WHAT YOU NEED TO DO
1 > In the forum thread comparing the Commencal Maxmax and Eastern Thunderbird, how tall is the poster who works at a bike shop?
2 > Extend the forum thread comparing the Commencal Maxmax and Eastern Thunderbird, picking up after its last post.

# Commencal maxmax or Eastern Thunderbird



## carfreak35041 (Oct 15, 2007)

I'm graduating middle school soon, and my parents may buy me a new bike, and it will be my first DJ bike. Now my price range isn't very high, 500 to 600 and maybe i can push the 600 a little. I've been looking at the Commencal Maxmax very much, and there's an offer for an 08 Easter tbird for 500. I don't know which one would be better for me. 

Also throwing out some other bikes I've seen:
2009 Blk Mrkt riot that was in classfields, it had an argyle fork and I'm pretty sure those are pretty expensive? the bike is going for 650, and I'm pretty sure thats good
09 KHS DJ05- I don't really know about the bike but its around 589 dollars.

Other things: I wanna keep it single speed


----------



## joelalamo45 (Aug 3, 2006)

I rode a Thunderbird yesterday and loved it.


----------



## markf (Jan 17, 2007)

i like my thunderbird. fork weighs a ton, but it works okay. otherwise the bike is awesome. i'd like to try a bike with a longer top tube but i'm 6'4, so sometimes it feels a tad short. but i'm a shop employee and can get a ton of dj bikes at cost and went with the thunderbird because it seemed like the most bang for the buck by a long ways.

GIVEN ENTRIES
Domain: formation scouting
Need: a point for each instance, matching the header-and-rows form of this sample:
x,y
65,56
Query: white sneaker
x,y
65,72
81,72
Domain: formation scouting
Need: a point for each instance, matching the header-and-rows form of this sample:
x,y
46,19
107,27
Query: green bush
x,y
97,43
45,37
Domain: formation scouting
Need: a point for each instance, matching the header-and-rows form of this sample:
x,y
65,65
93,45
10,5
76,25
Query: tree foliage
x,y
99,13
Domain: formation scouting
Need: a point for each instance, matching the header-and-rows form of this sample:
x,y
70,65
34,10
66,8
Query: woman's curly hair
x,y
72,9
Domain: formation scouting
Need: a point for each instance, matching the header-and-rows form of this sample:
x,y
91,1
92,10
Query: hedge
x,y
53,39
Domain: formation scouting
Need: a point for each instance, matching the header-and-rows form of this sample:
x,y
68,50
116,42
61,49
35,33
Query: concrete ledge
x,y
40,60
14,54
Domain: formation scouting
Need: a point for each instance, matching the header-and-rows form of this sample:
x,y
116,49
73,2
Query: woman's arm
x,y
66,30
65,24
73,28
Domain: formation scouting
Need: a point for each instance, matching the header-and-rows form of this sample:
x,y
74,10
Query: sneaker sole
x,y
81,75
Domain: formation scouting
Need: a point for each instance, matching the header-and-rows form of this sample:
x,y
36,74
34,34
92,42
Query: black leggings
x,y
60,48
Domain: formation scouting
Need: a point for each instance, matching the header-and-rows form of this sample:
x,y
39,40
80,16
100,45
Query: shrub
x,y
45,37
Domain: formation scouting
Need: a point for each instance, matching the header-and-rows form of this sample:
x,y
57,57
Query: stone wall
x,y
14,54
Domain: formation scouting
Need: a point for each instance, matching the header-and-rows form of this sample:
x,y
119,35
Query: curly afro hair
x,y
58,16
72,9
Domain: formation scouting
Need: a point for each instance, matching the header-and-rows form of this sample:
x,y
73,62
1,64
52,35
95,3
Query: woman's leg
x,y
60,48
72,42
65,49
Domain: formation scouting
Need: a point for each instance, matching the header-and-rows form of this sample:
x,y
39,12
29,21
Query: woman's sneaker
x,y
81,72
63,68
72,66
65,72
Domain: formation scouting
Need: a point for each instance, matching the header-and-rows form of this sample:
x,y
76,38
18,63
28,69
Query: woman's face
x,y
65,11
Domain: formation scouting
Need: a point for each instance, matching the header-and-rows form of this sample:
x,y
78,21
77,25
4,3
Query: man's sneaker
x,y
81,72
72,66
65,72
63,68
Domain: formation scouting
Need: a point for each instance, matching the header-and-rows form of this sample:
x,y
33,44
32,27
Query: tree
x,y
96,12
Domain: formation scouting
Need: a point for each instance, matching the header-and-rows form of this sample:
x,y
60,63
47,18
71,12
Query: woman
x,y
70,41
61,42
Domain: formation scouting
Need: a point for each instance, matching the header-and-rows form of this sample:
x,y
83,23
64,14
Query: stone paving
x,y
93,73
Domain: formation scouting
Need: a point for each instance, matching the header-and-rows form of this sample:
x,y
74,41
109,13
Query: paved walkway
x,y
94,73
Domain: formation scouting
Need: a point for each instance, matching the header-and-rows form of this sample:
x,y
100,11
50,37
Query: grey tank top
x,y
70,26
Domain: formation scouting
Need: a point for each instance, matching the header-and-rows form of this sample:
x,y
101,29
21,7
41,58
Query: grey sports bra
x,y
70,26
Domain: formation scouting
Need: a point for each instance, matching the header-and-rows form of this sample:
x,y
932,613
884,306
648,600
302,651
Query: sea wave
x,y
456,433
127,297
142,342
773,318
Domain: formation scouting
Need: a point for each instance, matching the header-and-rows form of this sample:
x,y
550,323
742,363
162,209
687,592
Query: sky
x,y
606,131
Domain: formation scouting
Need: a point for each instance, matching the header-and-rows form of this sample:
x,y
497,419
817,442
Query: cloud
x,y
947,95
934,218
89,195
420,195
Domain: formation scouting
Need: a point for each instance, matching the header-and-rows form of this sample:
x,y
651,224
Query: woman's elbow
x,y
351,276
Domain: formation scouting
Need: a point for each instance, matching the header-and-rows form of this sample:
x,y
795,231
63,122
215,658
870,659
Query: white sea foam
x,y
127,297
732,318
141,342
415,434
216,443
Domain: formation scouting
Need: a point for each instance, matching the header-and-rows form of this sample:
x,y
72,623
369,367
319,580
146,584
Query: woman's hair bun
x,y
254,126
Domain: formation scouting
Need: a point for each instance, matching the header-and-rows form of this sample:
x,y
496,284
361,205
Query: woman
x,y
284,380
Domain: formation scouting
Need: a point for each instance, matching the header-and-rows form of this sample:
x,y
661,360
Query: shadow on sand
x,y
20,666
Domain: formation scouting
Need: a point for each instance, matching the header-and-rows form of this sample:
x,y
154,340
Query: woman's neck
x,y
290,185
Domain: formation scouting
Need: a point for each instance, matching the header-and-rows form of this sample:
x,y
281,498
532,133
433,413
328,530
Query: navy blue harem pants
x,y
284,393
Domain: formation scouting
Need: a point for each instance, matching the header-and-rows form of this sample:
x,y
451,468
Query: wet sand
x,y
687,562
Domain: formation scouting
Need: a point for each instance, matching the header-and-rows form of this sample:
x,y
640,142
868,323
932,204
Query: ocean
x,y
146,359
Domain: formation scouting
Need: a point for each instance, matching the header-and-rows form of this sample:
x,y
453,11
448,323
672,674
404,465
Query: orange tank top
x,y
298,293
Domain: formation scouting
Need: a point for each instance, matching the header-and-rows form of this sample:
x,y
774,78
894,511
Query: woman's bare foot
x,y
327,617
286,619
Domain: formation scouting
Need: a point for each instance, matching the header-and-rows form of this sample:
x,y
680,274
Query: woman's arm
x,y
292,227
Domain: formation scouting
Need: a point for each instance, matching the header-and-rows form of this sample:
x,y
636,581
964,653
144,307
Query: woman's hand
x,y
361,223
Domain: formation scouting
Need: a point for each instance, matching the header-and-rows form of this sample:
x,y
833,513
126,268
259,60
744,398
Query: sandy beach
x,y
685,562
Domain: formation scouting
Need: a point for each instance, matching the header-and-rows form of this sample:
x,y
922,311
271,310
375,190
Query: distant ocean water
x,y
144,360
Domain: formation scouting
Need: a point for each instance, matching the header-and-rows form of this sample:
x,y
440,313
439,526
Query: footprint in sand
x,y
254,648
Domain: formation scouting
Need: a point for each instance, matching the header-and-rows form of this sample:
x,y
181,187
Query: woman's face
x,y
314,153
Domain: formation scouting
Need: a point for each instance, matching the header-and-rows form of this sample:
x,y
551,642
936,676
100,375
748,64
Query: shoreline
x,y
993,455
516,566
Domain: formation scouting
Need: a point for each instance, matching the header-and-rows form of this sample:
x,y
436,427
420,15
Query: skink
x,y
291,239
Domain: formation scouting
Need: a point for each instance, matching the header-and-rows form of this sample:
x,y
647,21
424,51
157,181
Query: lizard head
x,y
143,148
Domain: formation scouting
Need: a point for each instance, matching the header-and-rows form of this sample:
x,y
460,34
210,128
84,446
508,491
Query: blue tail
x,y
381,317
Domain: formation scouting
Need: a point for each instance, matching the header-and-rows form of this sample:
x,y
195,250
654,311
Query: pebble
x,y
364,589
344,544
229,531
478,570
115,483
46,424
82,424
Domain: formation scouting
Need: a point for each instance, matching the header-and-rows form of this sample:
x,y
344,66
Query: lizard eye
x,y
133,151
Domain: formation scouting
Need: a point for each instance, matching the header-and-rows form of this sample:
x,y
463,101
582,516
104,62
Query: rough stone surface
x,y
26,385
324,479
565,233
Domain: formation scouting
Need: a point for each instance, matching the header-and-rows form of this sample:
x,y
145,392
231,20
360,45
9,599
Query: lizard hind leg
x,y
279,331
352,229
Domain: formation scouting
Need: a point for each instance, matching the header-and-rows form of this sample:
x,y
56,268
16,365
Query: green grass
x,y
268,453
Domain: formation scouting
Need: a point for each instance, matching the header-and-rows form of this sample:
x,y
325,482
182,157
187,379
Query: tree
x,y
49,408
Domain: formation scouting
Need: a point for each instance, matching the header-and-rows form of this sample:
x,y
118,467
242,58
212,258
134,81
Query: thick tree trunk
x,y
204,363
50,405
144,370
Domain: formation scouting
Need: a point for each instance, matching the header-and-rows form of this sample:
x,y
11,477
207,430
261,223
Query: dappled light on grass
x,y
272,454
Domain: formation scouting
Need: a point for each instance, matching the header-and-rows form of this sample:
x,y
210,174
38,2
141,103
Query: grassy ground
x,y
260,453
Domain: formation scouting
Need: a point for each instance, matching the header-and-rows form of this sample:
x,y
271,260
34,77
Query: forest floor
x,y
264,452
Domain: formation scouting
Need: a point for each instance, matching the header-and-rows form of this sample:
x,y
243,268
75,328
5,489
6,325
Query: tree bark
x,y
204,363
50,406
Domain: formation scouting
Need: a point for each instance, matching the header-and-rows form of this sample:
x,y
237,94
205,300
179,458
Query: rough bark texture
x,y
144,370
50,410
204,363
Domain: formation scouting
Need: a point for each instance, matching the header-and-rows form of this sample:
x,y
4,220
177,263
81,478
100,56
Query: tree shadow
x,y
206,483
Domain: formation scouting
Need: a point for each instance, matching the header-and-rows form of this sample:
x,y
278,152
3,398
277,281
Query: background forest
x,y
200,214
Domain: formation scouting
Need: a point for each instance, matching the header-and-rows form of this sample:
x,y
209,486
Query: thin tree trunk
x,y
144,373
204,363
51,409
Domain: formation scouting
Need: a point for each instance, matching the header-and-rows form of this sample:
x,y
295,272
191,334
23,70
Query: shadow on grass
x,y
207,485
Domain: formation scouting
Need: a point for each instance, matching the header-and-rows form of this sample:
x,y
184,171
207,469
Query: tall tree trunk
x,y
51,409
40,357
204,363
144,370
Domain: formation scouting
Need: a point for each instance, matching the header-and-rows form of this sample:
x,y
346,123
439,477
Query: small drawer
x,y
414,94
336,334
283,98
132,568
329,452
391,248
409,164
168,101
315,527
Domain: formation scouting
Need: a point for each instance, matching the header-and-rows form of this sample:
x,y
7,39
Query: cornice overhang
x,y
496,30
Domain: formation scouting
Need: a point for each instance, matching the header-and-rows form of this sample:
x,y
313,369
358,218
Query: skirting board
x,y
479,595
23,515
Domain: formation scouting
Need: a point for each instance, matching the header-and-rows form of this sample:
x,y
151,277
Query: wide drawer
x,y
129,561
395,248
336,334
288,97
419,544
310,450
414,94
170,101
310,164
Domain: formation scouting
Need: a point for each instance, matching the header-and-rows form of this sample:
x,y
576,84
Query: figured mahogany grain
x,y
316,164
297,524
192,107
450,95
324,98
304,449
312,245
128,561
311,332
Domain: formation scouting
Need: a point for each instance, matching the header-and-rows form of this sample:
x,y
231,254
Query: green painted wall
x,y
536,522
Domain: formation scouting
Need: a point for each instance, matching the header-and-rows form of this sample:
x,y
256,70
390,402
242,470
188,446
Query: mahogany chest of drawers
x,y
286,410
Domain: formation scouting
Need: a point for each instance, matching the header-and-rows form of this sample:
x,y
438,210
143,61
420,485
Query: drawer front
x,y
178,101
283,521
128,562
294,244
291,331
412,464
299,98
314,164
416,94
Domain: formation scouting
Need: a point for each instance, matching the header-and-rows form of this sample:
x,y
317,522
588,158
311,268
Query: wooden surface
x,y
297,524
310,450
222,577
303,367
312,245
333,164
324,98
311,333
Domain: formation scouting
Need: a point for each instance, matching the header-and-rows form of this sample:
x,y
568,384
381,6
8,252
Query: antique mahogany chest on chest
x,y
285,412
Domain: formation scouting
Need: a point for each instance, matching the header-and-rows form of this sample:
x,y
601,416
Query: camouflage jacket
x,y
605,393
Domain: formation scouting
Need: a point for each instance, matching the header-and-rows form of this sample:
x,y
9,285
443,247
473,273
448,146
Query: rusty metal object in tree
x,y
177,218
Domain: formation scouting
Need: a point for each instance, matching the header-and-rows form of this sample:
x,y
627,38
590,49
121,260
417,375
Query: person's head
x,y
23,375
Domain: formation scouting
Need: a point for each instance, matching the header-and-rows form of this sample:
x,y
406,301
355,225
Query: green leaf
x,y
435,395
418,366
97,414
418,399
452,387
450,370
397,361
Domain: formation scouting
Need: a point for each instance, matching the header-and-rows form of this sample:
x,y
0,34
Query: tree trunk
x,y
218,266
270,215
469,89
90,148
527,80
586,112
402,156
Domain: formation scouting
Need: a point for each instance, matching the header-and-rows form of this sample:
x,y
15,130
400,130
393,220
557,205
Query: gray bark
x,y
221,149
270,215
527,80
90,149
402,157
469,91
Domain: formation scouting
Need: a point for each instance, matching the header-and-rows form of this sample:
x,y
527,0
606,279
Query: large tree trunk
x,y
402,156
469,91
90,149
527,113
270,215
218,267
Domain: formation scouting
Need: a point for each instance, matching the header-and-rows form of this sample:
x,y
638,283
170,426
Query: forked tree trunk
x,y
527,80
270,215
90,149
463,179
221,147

ANSWERS
1 > 6'4

2 >
----------



## The Agency (Jun 28, 2005)

The Max Max has the worst rims in the industry...AWFUL!!!! That being said the geometry of the bike is so fun...I like it better than my Riot.

Matt has his Max Max set up for a 15.25" chainstay and is a couple of lbs. lighter than the Thunderbird. The thing about the Max Max is you will probably spend more $$$ on it. Matt says it's worth the extra cost. At your budget I don't think that would work.


























If you want a great out-of-the-box bike, I say go with the Eastern.


----------



## joelalamo45 (Aug 3, 2006)

I wish I had some extra coin lying around... that Eastern would be mine.


----------



## xDetroitMetalx (Mar 19, 2009)

I like the sound of the Riot, if it's solid I'd buy that!

*Edit*

I forgot to mention, I was looking at the Thunderbird today and the 21.5" TT scares me as does the wheel to wheel distance. Did you notice much front wheel to foot overlap? The geometry just seems like it won't work for my 11.5 feets : (


----------



## Foreveralout (Jun 20, 2008)

get the eastern, then save up some money and upgrade your fork.


----------



## markf (Jan 17, 2007)

xDetroitMetalx said:


> I like the sound of the Riot, if it's solid I'd buy that!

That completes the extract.